**TASK REQUIREMENTS:** Please rewrite the entries below, replacing "instance" with "occurrence" and leaving everything else unchanged.

--- start of DATASET ---

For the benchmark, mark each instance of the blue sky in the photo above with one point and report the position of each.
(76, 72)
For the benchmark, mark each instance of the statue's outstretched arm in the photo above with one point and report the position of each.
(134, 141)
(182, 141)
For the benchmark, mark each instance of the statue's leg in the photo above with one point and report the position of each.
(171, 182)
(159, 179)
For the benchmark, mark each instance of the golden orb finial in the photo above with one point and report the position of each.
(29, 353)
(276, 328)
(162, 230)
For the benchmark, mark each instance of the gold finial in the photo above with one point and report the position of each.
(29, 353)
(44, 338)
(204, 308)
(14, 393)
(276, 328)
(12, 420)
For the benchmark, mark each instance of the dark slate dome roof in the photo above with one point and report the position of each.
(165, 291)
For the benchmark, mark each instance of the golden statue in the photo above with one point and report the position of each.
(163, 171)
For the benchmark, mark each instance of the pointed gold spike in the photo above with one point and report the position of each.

--- end of DATASET ---

**WORKED ANSWER:**
For the benchmark, mark each occurrence of the blue sky in the photo above with one point and report the position of each.
(76, 72)
For the benchmark, mark each occurrence of the statue's outstretched arm in the photo above with one point and report the position of each.
(134, 141)
(182, 141)
For the benchmark, mark each occurrence of the statue's leg in the photo above with one point and report the position of each.
(171, 182)
(159, 179)
For the benchmark, mark each occurrence of the golden orb finial in the photo above with one point and report the position of each.
(29, 353)
(276, 328)
(162, 230)
For the benchmark, mark each occurrence of the gold finial in the photo above with one point and report the position of each.
(29, 353)
(44, 338)
(204, 308)
(14, 393)
(276, 328)
(12, 420)
For the benchmark, mark each occurrence of the dark slate dome roof in the photo above with one point and report the position of each.
(165, 291)
For the benchmark, mark each occurrence of the golden statue in the photo above with one point and report the position of each.
(163, 171)
For the benchmark, mark each occurrence of the pointed gold spike in the photo above with one point and report the position of each.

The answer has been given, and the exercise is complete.